- Material shown:

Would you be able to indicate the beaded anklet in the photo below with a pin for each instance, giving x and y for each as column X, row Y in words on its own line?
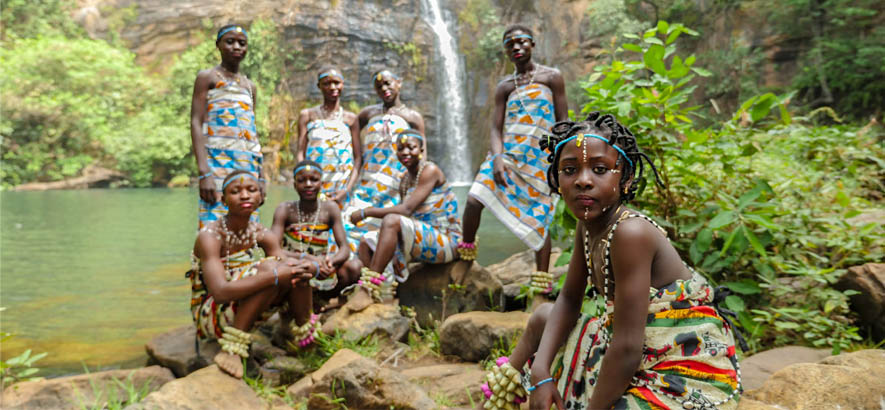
column 378, row 285
column 235, row 341
column 503, row 388
column 541, row 282
column 467, row 250
column 305, row 334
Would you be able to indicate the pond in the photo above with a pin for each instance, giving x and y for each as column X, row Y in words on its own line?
column 90, row 276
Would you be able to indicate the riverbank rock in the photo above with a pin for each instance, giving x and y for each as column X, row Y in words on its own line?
column 383, row 319
column 472, row 335
column 76, row 392
column 207, row 388
column 516, row 271
column 848, row 381
column 756, row 369
column 869, row 280
column 450, row 383
column 361, row 383
column 175, row 350
column 467, row 287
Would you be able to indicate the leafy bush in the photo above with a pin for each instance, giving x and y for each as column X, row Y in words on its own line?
column 760, row 203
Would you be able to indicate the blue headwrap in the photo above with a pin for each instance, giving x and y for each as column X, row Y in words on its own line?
column 238, row 29
column 620, row 151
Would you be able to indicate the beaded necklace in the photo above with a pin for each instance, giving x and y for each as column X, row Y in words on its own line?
column 693, row 400
column 408, row 183
column 302, row 247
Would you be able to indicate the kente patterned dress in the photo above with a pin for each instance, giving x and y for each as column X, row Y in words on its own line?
column 380, row 176
column 525, row 205
column 430, row 235
column 210, row 317
column 231, row 141
column 330, row 144
column 312, row 238
column 688, row 355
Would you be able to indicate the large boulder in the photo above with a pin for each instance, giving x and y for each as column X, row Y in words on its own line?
column 457, row 384
column 472, row 335
column 382, row 319
column 82, row 391
column 362, row 384
column 436, row 291
column 848, row 381
column 869, row 280
column 208, row 388
column 516, row 271
column 756, row 369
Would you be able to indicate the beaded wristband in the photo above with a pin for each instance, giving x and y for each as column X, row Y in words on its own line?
column 539, row 384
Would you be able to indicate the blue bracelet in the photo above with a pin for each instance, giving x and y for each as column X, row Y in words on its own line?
column 532, row 388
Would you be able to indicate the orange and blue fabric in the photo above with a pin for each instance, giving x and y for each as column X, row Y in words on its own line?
column 380, row 175
column 231, row 141
column 525, row 206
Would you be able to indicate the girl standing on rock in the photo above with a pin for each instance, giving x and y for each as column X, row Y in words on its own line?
column 658, row 339
column 380, row 175
column 305, row 224
column 223, row 123
column 423, row 227
column 511, row 181
column 231, row 290
column 329, row 135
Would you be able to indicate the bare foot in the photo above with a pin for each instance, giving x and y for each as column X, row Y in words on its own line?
column 359, row 301
column 230, row 364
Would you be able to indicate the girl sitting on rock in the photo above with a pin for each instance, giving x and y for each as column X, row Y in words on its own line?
column 305, row 225
column 658, row 340
column 423, row 227
column 231, row 289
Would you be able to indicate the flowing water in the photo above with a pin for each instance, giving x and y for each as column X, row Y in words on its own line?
column 91, row 275
column 450, row 101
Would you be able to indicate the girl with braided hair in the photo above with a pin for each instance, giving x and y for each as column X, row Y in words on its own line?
column 667, row 347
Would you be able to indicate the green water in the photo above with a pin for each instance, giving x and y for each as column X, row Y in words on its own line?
column 91, row 275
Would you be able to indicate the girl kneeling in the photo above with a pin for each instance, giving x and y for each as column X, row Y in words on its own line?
column 230, row 290
column 423, row 227
column 658, row 340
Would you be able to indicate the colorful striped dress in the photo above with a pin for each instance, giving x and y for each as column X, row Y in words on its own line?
column 210, row 317
column 231, row 141
column 330, row 144
column 525, row 206
column 429, row 235
column 312, row 239
column 380, row 174
column 688, row 354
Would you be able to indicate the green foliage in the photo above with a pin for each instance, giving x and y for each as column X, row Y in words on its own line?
column 19, row 368
column 753, row 203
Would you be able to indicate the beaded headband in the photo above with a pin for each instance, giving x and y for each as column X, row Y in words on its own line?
column 332, row 73
column 382, row 73
column 305, row 166
column 516, row 37
column 245, row 174
column 580, row 137
column 238, row 29
column 403, row 137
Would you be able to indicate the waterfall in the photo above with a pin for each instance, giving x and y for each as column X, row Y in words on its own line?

- Brief:
Retype the listing exactly. Skip every picture.

- Expected answer:
Would you be able to indicate the beaded anklet in the photo below with a pin for each instance, giving x and y for each as column X, row Y in words on its own line?
column 378, row 285
column 235, row 341
column 503, row 388
column 541, row 282
column 467, row 250
column 305, row 334
Would you be able to indicate the pond in the photo above with a pin for each instance, giving x and y for each as column X, row Y in words on its own line?
column 90, row 276
Would you be able to indicate the riverbank rock in the photo above with a pin for each instance, giving x and y for each as column X, row Y in words on its own line?
column 383, row 319
column 472, row 335
column 76, row 392
column 207, row 388
column 516, row 271
column 848, row 381
column 756, row 369
column 869, row 280
column 450, row 383
column 361, row 383
column 175, row 350
column 467, row 287
Would you be able to indicate the leafy bush in the photo above with a pin for each instance, giving x and y for each as column X, row Y in words on its own line?
column 760, row 203
Would you be able to indicate the blue headwrap in the photo above with a pin for each instance, giving x and y for each as column X, row Y in words on its own line?
column 238, row 29
column 620, row 151
Would you be able to indicate the beaded necklace in the photo above with a pin for each instance, giving x and y for each as column X, row Y in words on its own line?
column 693, row 400
column 408, row 183
column 302, row 247
Would you be able to indicate the kente patterned dress in the photo above with a pin for each instance, giving x and y for each as column X, row Y in words on its own line?
column 380, row 176
column 525, row 205
column 430, row 235
column 210, row 317
column 231, row 141
column 330, row 144
column 312, row 238
column 688, row 355
Would you be able to indicate the large boulder in the photo above with a pin for each instance, giving x and y for each as column X, row Y in words on its own line?
column 457, row 384
column 472, row 335
column 382, row 319
column 82, row 391
column 362, row 384
column 436, row 291
column 848, row 381
column 869, row 280
column 208, row 388
column 516, row 271
column 756, row 369
Would you be able to indicate the beaded wristband in the photo above with a pin for each instance, giving x and y for each as column X, row Y in words on its own line?
column 539, row 384
Would you be able to indicate the blue bracelet in the photo above with a pin for each instance, giving x and y for each as column X, row Y in words on its own line?
column 532, row 388
Would you be able to indicate the orange and blue fabric in the photo above with a pin for each instance, giving x and y for each as column X, row Y in words on its own line?
column 380, row 175
column 231, row 141
column 525, row 206
Would you be able to indicate the girl standing on rock in the photo above with a pin for each instance, giving x and y for each as column X, row Y in words on its own line?
column 658, row 339
column 380, row 175
column 305, row 224
column 223, row 123
column 423, row 227
column 511, row 181
column 231, row 290
column 329, row 135
Would you be able to indicate the bare foot in the photo above with a pin for each instance, giving x and y for each as column X, row Y in words on its own line?
column 359, row 301
column 230, row 364
Would you be able to indicate the girl sitting on rock in the photo above with a pin for each instance, giving x and y for each as column X, row Y in words on its own line?
column 305, row 225
column 658, row 340
column 423, row 227
column 231, row 289
Would you be able to indicate the flowing water in the photo above with a pin for each instance, giving x and y for each as column X, row Y in words on its own line?
column 91, row 275
column 450, row 101
Would you be able to indicate the girl with braided hair in the photo above with a pin for each instance, giving x and y for each as column X, row Y in words on its own line?
column 667, row 347
Would you be able to indicate the green water in the photo above with a pin for each instance, giving x and y for each as column X, row Y in words on its own line?
column 91, row 275
Would you be able to indicate the girl kneeling in the photo above with a pin for each instance, giving x and y for each as column X, row Y in words on its own line?
column 230, row 290
column 423, row 227
column 658, row 340
Would you be able to indicate the colorful striped dress in the photo above with a pin for each instance, giving x and y for each as column X, row Y in words on its own line?
column 210, row 317
column 231, row 141
column 330, row 144
column 525, row 206
column 429, row 235
column 312, row 239
column 380, row 174
column 688, row 354
Would you be able to indicate the green foliage in the photo above with a pin for each instance, giving x and y for each as column X, row Y in words on its own line?
column 19, row 368
column 753, row 203
Would you be able to indicate the beaded headband in the photo above with a pin for each instance, giving x and y for each as column X, row Y in words on its own line?
column 332, row 73
column 382, row 73
column 305, row 166
column 516, row 37
column 245, row 174
column 580, row 137
column 238, row 29
column 403, row 137
Would you be able to indicate the waterfall in the photo above with a pin for each instance, giving x and y for each as column X, row Y in words on its own line?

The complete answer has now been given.